■ Given request: Please count the lines in the rows below that contain the string "shade" and reply with only that number.

■ Records:
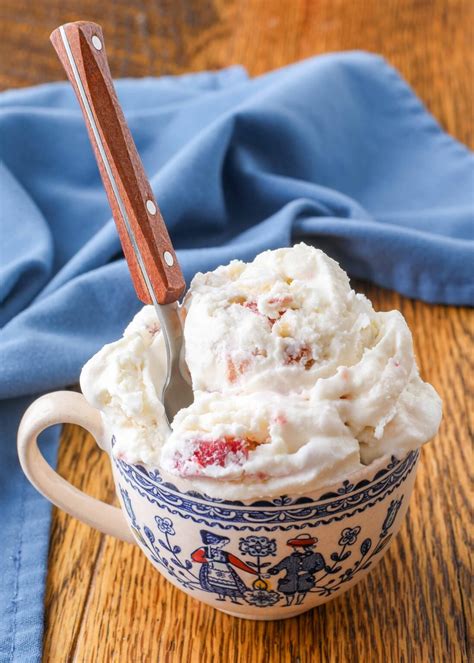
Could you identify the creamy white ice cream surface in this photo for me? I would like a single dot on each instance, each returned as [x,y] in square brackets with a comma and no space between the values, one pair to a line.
[298,382]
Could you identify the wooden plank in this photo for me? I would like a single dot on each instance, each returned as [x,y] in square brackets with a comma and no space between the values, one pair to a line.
[104,601]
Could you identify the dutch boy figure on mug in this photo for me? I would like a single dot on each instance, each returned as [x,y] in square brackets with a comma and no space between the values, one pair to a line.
[300,567]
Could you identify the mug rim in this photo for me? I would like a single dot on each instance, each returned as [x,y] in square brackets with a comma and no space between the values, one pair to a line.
[353,482]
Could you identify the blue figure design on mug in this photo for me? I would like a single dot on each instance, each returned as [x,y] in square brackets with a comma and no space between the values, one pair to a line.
[300,567]
[217,573]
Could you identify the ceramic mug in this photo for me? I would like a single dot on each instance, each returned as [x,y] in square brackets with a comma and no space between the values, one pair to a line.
[258,559]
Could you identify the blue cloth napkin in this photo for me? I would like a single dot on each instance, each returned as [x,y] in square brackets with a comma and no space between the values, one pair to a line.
[336,150]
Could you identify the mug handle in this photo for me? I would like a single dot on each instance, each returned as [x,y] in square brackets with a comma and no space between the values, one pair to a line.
[72,408]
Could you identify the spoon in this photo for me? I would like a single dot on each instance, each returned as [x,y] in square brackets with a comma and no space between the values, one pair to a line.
[153,265]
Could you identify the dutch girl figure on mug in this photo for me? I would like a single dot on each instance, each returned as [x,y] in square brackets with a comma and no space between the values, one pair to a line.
[300,567]
[216,573]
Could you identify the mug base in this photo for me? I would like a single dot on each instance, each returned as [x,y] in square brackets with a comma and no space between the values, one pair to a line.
[261,617]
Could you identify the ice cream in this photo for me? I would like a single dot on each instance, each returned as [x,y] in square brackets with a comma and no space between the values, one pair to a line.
[298,382]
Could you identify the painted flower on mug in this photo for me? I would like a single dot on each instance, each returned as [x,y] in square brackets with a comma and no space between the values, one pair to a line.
[391,514]
[349,536]
[164,525]
[257,546]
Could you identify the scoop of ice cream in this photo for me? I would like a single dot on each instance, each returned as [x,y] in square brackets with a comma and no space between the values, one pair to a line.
[279,322]
[298,381]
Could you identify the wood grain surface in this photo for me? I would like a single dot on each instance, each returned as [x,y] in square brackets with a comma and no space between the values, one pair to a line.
[104,601]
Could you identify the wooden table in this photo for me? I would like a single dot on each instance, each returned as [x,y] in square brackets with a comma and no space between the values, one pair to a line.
[104,603]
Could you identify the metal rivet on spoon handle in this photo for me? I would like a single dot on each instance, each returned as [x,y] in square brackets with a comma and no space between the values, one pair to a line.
[155,271]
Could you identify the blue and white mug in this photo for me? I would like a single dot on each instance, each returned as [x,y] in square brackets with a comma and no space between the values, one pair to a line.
[259,559]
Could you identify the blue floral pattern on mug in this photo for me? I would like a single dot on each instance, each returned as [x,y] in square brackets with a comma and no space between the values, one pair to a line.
[299,570]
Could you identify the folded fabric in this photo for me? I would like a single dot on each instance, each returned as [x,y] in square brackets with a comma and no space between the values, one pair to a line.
[336,150]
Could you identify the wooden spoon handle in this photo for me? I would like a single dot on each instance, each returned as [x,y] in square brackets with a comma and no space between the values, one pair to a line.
[81,49]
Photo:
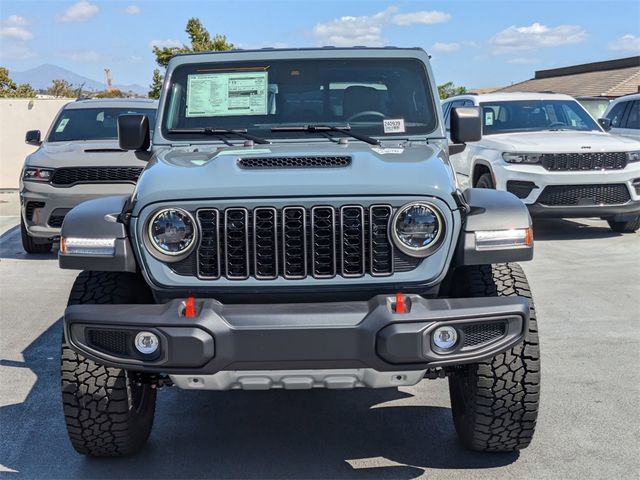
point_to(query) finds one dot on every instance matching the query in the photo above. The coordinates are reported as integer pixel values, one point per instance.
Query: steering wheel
(365, 114)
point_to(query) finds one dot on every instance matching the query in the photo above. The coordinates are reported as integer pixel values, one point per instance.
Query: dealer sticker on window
(393, 125)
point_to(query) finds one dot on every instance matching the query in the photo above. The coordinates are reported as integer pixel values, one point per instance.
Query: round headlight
(172, 231)
(417, 229)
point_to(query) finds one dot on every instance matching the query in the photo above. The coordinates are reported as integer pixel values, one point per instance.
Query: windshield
(92, 123)
(534, 115)
(371, 96)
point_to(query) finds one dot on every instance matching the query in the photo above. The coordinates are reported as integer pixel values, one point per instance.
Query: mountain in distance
(40, 78)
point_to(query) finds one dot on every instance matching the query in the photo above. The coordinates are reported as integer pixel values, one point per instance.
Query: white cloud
(168, 43)
(81, 56)
(368, 29)
(446, 47)
(424, 18)
(132, 10)
(18, 33)
(16, 21)
(13, 27)
(523, 61)
(627, 42)
(536, 35)
(79, 12)
(16, 51)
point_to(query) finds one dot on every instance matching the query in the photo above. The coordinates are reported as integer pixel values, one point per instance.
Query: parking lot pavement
(586, 282)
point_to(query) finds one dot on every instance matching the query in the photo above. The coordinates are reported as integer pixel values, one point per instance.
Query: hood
(562, 141)
(85, 153)
(193, 173)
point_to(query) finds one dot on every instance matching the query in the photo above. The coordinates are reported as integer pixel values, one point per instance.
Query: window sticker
(393, 125)
(61, 125)
(227, 94)
(488, 117)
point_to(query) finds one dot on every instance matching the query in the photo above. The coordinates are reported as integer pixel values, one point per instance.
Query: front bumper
(49, 204)
(346, 335)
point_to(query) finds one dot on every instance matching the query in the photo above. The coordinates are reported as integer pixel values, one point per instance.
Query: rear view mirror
(466, 124)
(605, 123)
(133, 132)
(33, 137)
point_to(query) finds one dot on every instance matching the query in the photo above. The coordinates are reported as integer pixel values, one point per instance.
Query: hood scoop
(263, 163)
(103, 150)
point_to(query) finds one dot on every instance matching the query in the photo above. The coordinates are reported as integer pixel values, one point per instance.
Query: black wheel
(495, 402)
(485, 181)
(107, 413)
(32, 245)
(630, 226)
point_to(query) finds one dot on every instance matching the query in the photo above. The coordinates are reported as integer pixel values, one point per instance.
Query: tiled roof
(603, 83)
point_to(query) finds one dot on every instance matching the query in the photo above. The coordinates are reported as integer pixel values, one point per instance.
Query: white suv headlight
(522, 157)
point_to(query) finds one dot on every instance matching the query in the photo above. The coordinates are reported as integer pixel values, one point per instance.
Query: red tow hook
(401, 306)
(190, 307)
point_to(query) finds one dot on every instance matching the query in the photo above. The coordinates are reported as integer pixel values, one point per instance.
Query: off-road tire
(106, 412)
(495, 402)
(630, 226)
(485, 181)
(32, 245)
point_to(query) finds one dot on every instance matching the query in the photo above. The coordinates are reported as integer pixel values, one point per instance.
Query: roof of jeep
(297, 54)
(112, 103)
(513, 96)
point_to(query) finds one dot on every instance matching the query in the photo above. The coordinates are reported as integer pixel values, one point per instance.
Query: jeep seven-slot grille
(68, 176)
(584, 161)
(295, 242)
(584, 195)
(294, 162)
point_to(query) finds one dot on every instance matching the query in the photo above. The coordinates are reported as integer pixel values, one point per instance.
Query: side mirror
(466, 124)
(133, 132)
(33, 138)
(605, 123)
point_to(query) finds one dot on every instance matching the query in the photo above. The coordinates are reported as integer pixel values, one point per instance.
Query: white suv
(622, 116)
(548, 151)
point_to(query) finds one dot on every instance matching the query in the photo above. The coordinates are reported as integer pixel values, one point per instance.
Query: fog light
(445, 337)
(147, 342)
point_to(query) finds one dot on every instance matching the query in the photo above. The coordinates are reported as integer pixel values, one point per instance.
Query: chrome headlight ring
(437, 232)
(189, 228)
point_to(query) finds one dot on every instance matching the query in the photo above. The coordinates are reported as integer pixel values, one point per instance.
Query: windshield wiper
(327, 128)
(241, 132)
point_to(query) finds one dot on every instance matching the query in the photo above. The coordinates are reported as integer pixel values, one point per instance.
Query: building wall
(17, 115)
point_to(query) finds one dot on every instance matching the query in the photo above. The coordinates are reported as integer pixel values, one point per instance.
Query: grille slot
(323, 245)
(475, 335)
(294, 242)
(115, 342)
(236, 235)
(352, 238)
(294, 162)
(584, 195)
(72, 175)
(584, 161)
(31, 206)
(265, 241)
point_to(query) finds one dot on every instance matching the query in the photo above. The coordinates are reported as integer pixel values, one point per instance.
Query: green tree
(448, 89)
(156, 84)
(61, 88)
(9, 89)
(113, 93)
(201, 41)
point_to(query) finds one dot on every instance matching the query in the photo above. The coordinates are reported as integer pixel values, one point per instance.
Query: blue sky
(473, 43)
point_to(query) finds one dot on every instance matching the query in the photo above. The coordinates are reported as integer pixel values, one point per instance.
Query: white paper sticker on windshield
(61, 125)
(227, 94)
(488, 117)
(393, 125)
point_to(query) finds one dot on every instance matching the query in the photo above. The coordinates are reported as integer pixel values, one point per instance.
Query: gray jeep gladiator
(298, 226)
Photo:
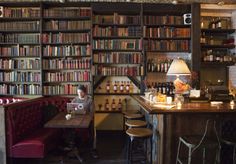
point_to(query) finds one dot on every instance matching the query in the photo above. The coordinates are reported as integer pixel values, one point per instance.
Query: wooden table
(77, 121)
(189, 119)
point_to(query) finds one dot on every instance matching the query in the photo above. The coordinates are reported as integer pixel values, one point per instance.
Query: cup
(169, 100)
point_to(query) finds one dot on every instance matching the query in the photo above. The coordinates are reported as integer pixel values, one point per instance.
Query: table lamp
(179, 68)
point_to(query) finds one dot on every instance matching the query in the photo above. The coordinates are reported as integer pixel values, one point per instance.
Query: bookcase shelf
(67, 18)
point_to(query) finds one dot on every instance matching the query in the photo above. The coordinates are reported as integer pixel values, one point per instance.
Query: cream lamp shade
(178, 67)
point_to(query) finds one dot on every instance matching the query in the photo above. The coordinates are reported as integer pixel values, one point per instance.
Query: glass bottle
(106, 106)
(108, 87)
(115, 87)
(119, 105)
(127, 88)
(113, 105)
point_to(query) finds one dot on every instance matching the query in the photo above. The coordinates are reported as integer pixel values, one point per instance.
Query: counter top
(192, 107)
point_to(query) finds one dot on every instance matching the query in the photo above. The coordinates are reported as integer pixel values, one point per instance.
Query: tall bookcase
(217, 43)
(66, 49)
(166, 37)
(20, 51)
(117, 54)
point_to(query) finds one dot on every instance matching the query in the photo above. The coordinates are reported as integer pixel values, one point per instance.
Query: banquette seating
(25, 135)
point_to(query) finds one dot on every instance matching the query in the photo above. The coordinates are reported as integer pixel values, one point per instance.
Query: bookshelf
(217, 43)
(117, 53)
(20, 50)
(166, 37)
(66, 49)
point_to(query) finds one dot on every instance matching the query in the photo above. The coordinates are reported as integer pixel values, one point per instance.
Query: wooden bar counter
(189, 119)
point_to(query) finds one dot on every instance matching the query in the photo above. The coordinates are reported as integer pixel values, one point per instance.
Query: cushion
(36, 145)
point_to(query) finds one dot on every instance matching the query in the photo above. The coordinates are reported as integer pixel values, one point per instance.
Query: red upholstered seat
(35, 145)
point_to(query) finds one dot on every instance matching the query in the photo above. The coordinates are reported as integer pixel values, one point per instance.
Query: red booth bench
(25, 135)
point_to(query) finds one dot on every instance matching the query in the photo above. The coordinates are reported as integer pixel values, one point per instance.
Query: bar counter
(189, 119)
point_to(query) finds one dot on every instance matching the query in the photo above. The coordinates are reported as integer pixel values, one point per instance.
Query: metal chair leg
(189, 155)
(177, 157)
(204, 155)
(234, 162)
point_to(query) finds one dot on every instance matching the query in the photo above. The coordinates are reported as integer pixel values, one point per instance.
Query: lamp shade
(178, 67)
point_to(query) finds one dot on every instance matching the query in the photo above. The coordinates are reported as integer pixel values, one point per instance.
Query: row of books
(121, 44)
(25, 12)
(20, 76)
(117, 31)
(67, 25)
(67, 89)
(166, 32)
(163, 20)
(67, 64)
(67, 12)
(20, 64)
(74, 76)
(20, 89)
(15, 51)
(118, 71)
(23, 25)
(66, 38)
(118, 57)
(20, 38)
(167, 45)
(71, 50)
(116, 19)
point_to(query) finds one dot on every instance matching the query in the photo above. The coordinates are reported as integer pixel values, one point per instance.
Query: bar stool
(135, 134)
(135, 123)
(231, 142)
(131, 116)
(196, 142)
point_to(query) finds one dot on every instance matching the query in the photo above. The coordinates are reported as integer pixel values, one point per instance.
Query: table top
(77, 121)
(193, 107)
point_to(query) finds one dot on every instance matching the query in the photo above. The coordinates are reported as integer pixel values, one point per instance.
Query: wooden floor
(110, 146)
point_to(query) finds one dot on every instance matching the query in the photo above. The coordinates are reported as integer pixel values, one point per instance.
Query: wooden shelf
(226, 31)
(67, 18)
(53, 57)
(66, 31)
(115, 25)
(19, 56)
(19, 31)
(117, 50)
(217, 64)
(206, 46)
(116, 37)
(18, 82)
(163, 38)
(20, 19)
(103, 111)
(60, 44)
(116, 94)
(168, 25)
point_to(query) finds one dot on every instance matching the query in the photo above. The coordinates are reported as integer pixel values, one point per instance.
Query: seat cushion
(35, 145)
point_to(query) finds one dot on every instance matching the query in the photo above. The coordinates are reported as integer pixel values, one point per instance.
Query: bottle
(119, 105)
(108, 87)
(115, 87)
(218, 24)
(113, 105)
(213, 25)
(106, 106)
(121, 87)
(131, 87)
(127, 88)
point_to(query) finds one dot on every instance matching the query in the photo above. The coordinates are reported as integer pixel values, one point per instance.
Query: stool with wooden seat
(139, 133)
(231, 142)
(196, 142)
(135, 123)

■ Completed exercise: 2